*** Exercise materials ***

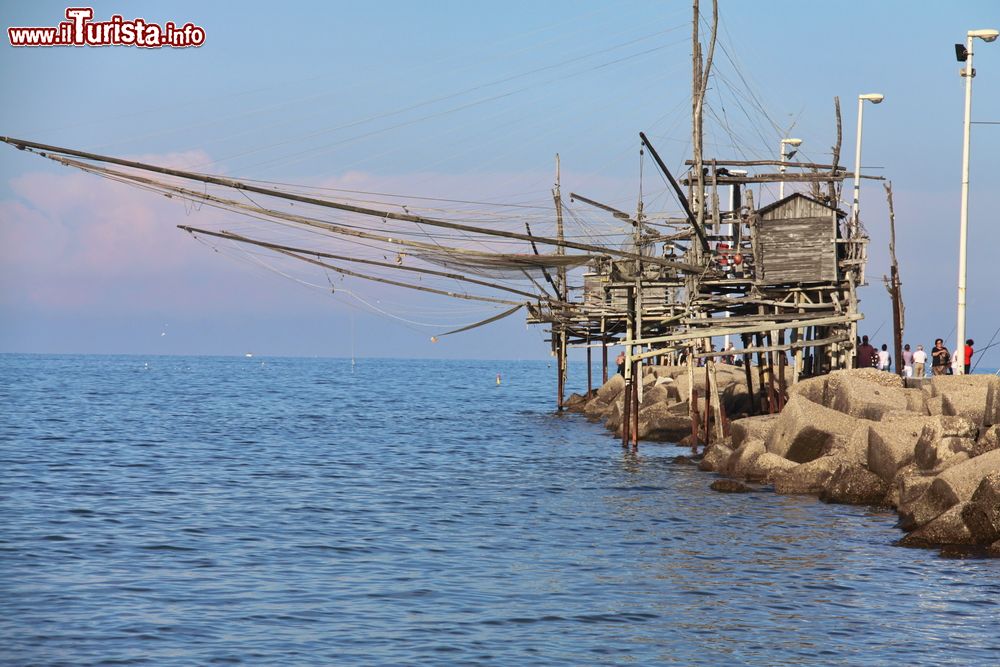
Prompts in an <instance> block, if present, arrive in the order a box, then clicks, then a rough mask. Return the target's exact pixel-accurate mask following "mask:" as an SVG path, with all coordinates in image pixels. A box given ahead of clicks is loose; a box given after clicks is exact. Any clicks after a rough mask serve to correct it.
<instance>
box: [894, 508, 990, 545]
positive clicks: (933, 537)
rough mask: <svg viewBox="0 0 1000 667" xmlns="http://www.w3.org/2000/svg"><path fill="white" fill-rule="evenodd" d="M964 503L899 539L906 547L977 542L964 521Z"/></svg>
mask: <svg viewBox="0 0 1000 667" xmlns="http://www.w3.org/2000/svg"><path fill="white" fill-rule="evenodd" d="M963 505H964V503H963V504H959V505H955V506H954V507H952V508H951V509H949V510H947V511H946V512H943V513H942V514H940V515H938V516H937V517H936V518H934V520H932V521H930V522H928V523H927V524H925V525H923V526H921V527H920V528H917V529H916V530H914V531H913V532H912V533H910V534H909V535H907V536H905V537H904V538H903V539H902V540H900V541H899V544H900V545H901V546H904V547H930V546H935V545H938V544H975V539H974V538H973V537H972V533H971V532H969V529H968V527H967V526H966V525H965V522H964V521H962V509H963Z"/></svg>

*** End of Exercise materials ***

--- Goal of the exercise ---
Your answer must consist solely of the lines from the one containing "box: [894, 508, 990, 545]" through the last line of the entries, reproduced exactly.

--- Solution ---
box: [894, 508, 990, 545]
positive clicks: (933, 537)
rough mask: <svg viewBox="0 0 1000 667" xmlns="http://www.w3.org/2000/svg"><path fill="white" fill-rule="evenodd" d="M964 503L899 539L906 547L977 542L964 521Z"/></svg>
mask: <svg viewBox="0 0 1000 667" xmlns="http://www.w3.org/2000/svg"><path fill="white" fill-rule="evenodd" d="M963 505H964V503H963V504H959V505H955V506H954V507H952V508H951V509H949V510H947V511H946V512H943V513H942V514H940V515H938V516H937V517H936V518H934V520H932V521H930V522H928V523H927V524H925V525H923V526H921V527H920V528H917V529H916V530H914V531H913V532H912V533H910V534H909V535H907V536H905V537H904V538H903V539H902V540H900V541H899V544H900V545H901V546H904V547H930V546H935V545H938V544H975V539H974V538H973V537H972V533H971V532H969V529H968V527H967V526H966V525H965V522H964V521H962V509H963Z"/></svg>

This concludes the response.